Directions for this task: Copy word for word only the stretch of the records that opens with the line containing "the flag pole" and closes with the line containing "[90,194,155,200]", including both of those lines.

— Start The data —

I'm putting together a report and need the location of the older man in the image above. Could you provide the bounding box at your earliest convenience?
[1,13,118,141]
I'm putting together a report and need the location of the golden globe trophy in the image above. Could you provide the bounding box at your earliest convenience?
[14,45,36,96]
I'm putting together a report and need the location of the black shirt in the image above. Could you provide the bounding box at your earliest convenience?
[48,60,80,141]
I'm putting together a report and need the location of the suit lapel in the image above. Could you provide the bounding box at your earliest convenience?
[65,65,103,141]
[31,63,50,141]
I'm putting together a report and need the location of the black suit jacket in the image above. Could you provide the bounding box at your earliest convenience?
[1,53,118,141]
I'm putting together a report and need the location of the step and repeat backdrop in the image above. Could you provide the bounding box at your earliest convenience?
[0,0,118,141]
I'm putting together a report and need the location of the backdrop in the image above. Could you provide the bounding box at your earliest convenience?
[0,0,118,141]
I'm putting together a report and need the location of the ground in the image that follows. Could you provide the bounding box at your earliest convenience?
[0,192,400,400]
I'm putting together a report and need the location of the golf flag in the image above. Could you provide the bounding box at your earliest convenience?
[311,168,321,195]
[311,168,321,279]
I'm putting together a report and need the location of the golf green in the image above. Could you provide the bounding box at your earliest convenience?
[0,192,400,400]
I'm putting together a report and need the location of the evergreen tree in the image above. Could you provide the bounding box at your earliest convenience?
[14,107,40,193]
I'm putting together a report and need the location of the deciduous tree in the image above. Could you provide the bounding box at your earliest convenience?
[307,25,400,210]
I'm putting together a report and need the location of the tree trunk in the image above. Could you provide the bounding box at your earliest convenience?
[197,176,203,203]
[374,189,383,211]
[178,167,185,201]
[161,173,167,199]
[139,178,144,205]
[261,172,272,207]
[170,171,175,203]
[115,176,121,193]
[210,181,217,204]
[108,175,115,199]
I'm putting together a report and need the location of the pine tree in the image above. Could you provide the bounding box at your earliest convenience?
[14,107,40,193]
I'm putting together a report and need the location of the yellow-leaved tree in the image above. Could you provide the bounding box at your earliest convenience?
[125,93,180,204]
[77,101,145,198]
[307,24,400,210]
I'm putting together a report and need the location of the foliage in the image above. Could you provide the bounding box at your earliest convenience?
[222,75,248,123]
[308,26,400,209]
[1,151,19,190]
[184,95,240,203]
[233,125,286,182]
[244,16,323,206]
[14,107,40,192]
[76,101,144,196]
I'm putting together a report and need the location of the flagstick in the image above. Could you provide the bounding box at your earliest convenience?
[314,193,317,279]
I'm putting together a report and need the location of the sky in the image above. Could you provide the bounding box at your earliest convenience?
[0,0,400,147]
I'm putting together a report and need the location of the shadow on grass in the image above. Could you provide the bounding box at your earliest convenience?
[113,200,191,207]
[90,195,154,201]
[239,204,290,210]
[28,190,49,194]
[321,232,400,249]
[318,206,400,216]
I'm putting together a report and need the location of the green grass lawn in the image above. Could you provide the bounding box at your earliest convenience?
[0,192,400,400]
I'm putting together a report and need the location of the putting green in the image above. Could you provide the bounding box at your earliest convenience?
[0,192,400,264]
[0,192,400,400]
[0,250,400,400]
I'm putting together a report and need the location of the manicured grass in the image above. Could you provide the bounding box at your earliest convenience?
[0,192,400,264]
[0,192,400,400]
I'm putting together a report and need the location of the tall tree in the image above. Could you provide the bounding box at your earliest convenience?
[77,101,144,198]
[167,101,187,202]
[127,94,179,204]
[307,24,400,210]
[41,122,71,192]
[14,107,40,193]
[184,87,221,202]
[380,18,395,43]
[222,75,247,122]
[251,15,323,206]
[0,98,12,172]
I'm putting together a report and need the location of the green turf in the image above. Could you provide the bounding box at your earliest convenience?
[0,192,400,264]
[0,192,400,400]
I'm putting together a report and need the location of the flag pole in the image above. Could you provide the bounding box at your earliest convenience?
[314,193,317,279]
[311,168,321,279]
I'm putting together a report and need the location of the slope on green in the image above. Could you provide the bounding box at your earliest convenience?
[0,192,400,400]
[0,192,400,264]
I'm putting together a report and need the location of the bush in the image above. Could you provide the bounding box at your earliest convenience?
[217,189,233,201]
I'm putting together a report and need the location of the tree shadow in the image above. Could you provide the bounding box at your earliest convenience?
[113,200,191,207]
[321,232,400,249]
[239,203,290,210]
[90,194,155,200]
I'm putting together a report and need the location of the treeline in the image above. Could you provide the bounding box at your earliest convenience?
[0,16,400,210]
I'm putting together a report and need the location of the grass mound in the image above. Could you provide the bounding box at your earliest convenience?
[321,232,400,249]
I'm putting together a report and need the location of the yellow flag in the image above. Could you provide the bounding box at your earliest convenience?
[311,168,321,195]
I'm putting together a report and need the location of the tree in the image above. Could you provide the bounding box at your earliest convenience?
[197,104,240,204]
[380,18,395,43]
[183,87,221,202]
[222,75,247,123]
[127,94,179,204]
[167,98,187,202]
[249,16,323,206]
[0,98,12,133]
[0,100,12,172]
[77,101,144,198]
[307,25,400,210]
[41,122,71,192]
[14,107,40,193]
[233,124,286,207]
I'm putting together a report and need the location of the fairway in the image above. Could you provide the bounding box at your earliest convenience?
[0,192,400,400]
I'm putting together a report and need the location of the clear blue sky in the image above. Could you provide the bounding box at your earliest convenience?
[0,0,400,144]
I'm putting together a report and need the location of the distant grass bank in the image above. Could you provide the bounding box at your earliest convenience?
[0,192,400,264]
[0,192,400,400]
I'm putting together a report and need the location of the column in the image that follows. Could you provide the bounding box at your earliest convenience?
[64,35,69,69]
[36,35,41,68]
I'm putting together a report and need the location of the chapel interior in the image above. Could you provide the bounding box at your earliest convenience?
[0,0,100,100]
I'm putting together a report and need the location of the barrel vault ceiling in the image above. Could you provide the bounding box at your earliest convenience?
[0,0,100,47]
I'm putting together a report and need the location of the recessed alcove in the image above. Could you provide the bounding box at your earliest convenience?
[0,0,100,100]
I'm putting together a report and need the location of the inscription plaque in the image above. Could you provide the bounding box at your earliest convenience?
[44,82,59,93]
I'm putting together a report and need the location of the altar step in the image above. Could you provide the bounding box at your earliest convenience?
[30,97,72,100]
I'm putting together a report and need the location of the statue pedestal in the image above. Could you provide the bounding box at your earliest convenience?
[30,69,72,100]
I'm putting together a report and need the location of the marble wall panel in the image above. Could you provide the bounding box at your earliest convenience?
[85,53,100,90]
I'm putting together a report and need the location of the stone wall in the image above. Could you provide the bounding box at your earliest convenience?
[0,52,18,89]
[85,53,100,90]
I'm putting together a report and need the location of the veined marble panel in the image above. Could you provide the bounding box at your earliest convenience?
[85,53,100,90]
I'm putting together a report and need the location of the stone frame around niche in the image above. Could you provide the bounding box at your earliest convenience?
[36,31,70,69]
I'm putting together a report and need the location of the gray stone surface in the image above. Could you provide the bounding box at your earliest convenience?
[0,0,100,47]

— End The data —

Expected output:
I'm putting together a report and need the location of the flag pole in the image above. Could you provide the bounding box at your earliest convenience?
[314,193,317,279]
[311,168,321,279]
I'm putting together a report and need the location of the slope on green in the image above. Could you provide the bounding box at your earliest convenience?
[0,192,400,400]
[0,192,400,264]
I'm putting together a report and need the location of the bush in the image above. Could you provide the bounding box at your earliest convenience?
[217,189,233,201]
I'm putting together a report and need the location of the tree shadow in the image above. Could you provide the bounding box at your earliest convenience?
[113,200,191,207]
[321,232,400,249]
[239,203,290,210]
[90,194,155,200]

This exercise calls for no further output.